(Written exercise)
Every line below is to be quoted exactly, with nothing added or dropped.

• • • • • • •

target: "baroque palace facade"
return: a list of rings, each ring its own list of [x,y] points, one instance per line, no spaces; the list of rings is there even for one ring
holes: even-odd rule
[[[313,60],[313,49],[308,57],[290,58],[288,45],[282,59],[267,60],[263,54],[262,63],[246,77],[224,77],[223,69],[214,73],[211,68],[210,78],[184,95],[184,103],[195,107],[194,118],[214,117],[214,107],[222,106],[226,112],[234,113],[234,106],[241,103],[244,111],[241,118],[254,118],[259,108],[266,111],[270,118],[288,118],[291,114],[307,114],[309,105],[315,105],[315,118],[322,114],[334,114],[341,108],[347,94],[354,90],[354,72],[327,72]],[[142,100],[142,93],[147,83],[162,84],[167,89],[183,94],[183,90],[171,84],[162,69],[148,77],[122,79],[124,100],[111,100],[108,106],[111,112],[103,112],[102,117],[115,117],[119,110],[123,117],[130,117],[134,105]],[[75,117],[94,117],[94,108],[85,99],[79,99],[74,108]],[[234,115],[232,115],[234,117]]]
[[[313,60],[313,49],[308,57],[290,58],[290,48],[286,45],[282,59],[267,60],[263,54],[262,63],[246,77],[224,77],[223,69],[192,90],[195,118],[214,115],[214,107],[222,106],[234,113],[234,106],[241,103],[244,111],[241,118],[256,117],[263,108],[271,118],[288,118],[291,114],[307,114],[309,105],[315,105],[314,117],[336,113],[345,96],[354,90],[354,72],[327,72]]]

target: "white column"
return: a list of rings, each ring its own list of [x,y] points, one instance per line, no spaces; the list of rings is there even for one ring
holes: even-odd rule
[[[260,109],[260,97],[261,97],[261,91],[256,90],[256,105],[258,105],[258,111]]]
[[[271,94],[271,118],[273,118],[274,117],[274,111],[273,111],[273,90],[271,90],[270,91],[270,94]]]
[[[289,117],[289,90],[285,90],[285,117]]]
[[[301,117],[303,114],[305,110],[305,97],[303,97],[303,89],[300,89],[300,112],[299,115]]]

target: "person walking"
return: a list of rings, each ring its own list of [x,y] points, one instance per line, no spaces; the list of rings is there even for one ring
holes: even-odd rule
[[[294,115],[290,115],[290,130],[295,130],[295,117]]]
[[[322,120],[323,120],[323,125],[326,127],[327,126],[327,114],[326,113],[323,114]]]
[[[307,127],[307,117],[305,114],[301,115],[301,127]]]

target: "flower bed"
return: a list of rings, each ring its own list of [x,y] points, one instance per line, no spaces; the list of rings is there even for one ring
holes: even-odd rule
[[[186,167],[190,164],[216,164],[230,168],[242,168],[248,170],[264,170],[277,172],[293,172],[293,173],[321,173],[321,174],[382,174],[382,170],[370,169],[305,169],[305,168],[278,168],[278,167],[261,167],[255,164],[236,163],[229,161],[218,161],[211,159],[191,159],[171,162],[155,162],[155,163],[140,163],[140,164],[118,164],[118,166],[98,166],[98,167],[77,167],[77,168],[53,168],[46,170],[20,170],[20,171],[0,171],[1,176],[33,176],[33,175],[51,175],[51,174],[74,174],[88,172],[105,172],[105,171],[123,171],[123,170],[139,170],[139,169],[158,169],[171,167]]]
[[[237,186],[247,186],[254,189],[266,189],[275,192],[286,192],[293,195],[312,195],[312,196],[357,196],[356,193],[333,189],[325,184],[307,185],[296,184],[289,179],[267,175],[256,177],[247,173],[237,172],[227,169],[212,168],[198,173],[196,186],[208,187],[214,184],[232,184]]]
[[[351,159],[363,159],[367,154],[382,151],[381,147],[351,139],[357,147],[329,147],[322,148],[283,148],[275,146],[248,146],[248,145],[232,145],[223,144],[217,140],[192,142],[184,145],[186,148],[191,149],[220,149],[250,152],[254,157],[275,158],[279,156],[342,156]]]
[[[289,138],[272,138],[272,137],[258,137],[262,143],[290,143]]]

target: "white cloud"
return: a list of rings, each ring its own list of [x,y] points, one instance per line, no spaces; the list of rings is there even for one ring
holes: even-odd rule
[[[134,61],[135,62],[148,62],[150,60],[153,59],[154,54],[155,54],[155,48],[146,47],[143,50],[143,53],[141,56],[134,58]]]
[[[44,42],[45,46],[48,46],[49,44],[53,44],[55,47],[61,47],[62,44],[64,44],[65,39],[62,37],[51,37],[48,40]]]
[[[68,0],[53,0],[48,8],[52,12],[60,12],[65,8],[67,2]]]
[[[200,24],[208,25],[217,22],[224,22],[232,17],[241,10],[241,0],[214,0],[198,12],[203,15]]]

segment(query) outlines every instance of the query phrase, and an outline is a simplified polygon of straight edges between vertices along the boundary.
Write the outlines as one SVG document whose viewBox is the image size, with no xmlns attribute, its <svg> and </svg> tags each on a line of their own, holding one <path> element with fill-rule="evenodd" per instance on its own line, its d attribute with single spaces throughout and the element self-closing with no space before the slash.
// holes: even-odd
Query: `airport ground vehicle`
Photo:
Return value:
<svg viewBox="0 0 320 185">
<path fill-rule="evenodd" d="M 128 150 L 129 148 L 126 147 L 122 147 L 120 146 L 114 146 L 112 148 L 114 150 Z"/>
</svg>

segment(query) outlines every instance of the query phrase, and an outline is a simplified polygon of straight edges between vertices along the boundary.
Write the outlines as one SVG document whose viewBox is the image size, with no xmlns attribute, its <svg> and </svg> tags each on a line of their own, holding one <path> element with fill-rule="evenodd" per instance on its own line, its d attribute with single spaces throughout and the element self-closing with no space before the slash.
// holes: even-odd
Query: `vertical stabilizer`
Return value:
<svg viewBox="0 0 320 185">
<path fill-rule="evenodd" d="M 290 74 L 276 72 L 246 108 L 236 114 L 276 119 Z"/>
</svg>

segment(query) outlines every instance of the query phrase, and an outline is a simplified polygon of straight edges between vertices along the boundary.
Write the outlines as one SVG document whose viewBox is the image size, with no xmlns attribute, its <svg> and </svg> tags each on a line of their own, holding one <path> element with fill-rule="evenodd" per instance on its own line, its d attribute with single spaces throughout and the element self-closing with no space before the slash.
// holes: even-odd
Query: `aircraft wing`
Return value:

• • • • • • •

(Task response)
target: "baroque palace facade"
return: a list of rings, each ring its own list of [x,y] points, one instance per line, no spaces; the list of rings is there even for one ring
holes: even-odd rule
[[[313,60],[313,49],[308,57],[290,58],[288,45],[282,59],[267,60],[263,54],[262,63],[246,77],[224,77],[223,69],[214,73],[211,68],[210,78],[184,95],[184,103],[195,107],[194,118],[214,117],[214,107],[222,106],[226,112],[234,113],[234,106],[241,103],[244,111],[241,118],[254,118],[259,108],[266,111],[270,118],[288,118],[291,114],[307,114],[309,105],[315,105],[315,118],[322,114],[334,114],[341,108],[347,94],[354,90],[354,72],[327,72]],[[142,100],[142,93],[147,83],[162,84],[167,89],[183,94],[183,90],[171,84],[162,69],[148,77],[122,79],[124,100],[111,100],[108,106],[111,112],[103,112],[102,117],[115,117],[119,110],[123,117],[130,117],[134,105]],[[75,117],[94,117],[94,108],[85,99],[79,99],[74,108]],[[234,115],[232,115],[234,117]]]
[[[313,60],[313,49],[308,57],[290,58],[290,48],[286,45],[282,59],[267,60],[263,54],[262,63],[246,77],[224,77],[223,69],[192,90],[195,118],[214,115],[214,107],[222,106],[234,113],[234,106],[241,103],[244,111],[241,118],[256,117],[263,108],[271,118],[288,118],[291,114],[307,114],[309,105],[315,105],[314,117],[336,113],[345,96],[354,90],[354,72],[327,72]]]

target: "white column"
return: a list of rings, each ring its own list of [x,y] points, one instance per line, no spaces; the list of rings is there even for one ring
holes: even-odd rule
[[[260,109],[260,97],[261,97],[261,91],[256,90],[256,105],[258,105],[258,111]]]
[[[271,94],[271,118],[273,118],[274,117],[274,111],[273,111],[273,90],[271,90],[270,91],[270,94]]]
[[[289,117],[289,90],[285,90],[285,117]]]
[[[301,117],[303,114],[305,110],[305,97],[303,97],[303,89],[300,89],[300,112],[299,115]]]

target: "person walking"
return: a list of rings, each ring its own list of [x,y] points, one instance per line, no spaces; the list of rings is there even for one ring
holes: even-odd rule
[[[294,115],[290,115],[290,130],[295,130],[295,117]]]
[[[322,120],[323,120],[323,125],[326,127],[327,126],[327,114],[326,113],[323,114]]]
[[[307,127],[307,117],[305,114],[301,115],[301,127]]]

target: "flower bed"
return: a list of rings, each ring its own list of [x,y] points, one instance per line, no spaces; the list of rings is there even for one ring
holes: even-odd rule
[[[186,167],[190,164],[216,164],[230,168],[242,168],[248,170],[264,170],[277,172],[293,172],[293,173],[321,173],[321,174],[382,174],[382,170],[370,169],[305,169],[305,168],[278,168],[278,167],[261,167],[255,164],[236,163],[229,161],[218,161],[211,159],[191,159],[171,162],[155,162],[155,163],[140,163],[140,164],[118,164],[118,166],[98,166],[98,167],[77,167],[77,168],[53,168],[46,170],[20,170],[20,171],[0,171],[1,176],[33,176],[33,175],[51,175],[51,174],[74,174],[88,172],[105,172],[105,171],[123,171],[123,170],[139,170],[139,169],[158,169],[171,167]]]
[[[237,186],[247,186],[254,189],[266,189],[275,192],[286,192],[293,195],[312,195],[312,196],[357,196],[356,193],[333,189],[325,184],[307,185],[296,184],[289,179],[267,175],[256,177],[247,173],[237,172],[227,169],[212,168],[198,173],[196,186],[208,187],[214,184],[232,184]]]
[[[351,159],[363,159],[367,154],[382,151],[381,147],[351,139],[357,147],[329,147],[322,148],[283,148],[275,146],[248,146],[248,145],[232,145],[223,144],[217,140],[192,142],[184,145],[186,148],[191,149],[220,149],[250,152],[254,157],[275,158],[279,156],[342,156]]]
[[[289,138],[272,138],[272,137],[258,137],[262,143],[290,143]]]

target: "white cloud"
return: a list of rings, each ring its own list of [x,y] points, one instance per line, no spaces; the list of rings is there even for one ring
holes: even-odd rule
[[[134,61],[135,62],[148,62],[150,60],[153,59],[154,54],[155,54],[155,48],[146,47],[143,50],[143,53],[141,56],[134,58]]]
[[[44,42],[45,46],[48,46],[49,44],[53,44],[55,47],[61,47],[62,44],[64,44],[65,39],[62,37],[51,37],[48,40]]]
[[[68,0],[53,0],[48,8],[52,12],[60,12],[65,8],[67,2]]]
[[[200,24],[208,25],[217,22],[224,22],[232,17],[241,10],[241,0],[214,0],[198,12],[203,15]]]

segment(query) outlines every instance of the query phrase, and an outline is a simplified polygon of straight edges between vertices along the boundary.
Write the outlines as one SVG document whose viewBox is the image size, with no xmlns attribute, its <svg> and </svg> tags each on a line of their own, holding one <path> element with fill-rule="evenodd" per instance on its own line, its d attribute with single spaces throughout and the element self-closing with no space before the slash.
// holes: even-odd
Query: `airport ground vehicle`
Photo:
Return value:
<svg viewBox="0 0 320 185">
<path fill-rule="evenodd" d="M 128 150 L 129 148 L 126 147 L 122 147 L 120 146 L 114 146 L 112 148 L 114 150 Z"/>
</svg>

segment(query) outlines every instance of the query phrase, and an outline is a simplified polygon of straight edges between vertices along the boundary.
Write the outlines as one SVG document whose viewBox is the image size, with no xmlns attribute, its <svg> and </svg> tags each on a line of their own, holding one <path> element with fill-rule="evenodd" per instance on its own line, its d attribute with single spaces throughout and the element self-closing with no space before the slash.
// holes: even-odd
Query: `vertical stabilizer`
Return value:
<svg viewBox="0 0 320 185">
<path fill-rule="evenodd" d="M 290 74 L 276 72 L 246 108 L 236 114 L 276 119 Z"/>
</svg>

segment(query) outlines every instance of the query phrase, and an outline is a simplified polygon of straight edges between vertices along the boundary.
Write the outlines as one SVG document whose viewBox is the image size, with no xmlns attribute, its <svg> and </svg> tags each on a line of their own, holding one <path> element with fill-rule="evenodd" per instance on its own line, its d attribute with single spaces throughout and the element self-closing with no space before the slash.
// holes: even-odd
Query: `aircraft wing`
Return value:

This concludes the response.